WHAT TO PRODUCE: Rewrite the lines of the material below as a numbered list, dropping any blank lines. Omit the pictures from your answer.

## start SUPPLIED MATERIAL

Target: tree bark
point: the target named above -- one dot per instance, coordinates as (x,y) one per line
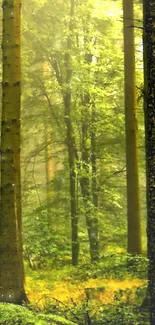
(133,200)
(149,111)
(11,263)
(71,146)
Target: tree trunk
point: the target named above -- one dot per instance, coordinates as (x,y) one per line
(85,182)
(71,143)
(11,263)
(149,110)
(133,201)
(50,170)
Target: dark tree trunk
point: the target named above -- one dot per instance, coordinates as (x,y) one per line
(133,200)
(149,110)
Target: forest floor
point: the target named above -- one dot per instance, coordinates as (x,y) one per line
(44,287)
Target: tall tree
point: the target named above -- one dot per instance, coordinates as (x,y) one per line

## end SUPPLIED MATERIAL

FULL OUTPUT:
1. Target: tree bark
2. point: the target named above -- one dot per instance, coordinates as (x,y) one per line
3. (133,200)
4. (149,111)
5. (11,263)
6. (71,146)
7. Target: tree trunk
8. point: the target named above -- one dot per instance, coordinates as (x,y) one per line
9. (85,182)
10. (71,143)
11. (11,263)
12. (149,110)
13. (133,201)
14. (50,170)
15. Target: dark tree trunk
16. point: the target named above -- one dot per instance, coordinates as (x,y) one per line
17. (133,200)
18. (149,110)
19. Target: forest floor
20. point: the target named above -- one dot per instance, coordinates as (x,y) one per line
21. (44,287)
22. Target: tall tree
23. point: the target named above -- one dot per instance, coordinates as (x,y) one per line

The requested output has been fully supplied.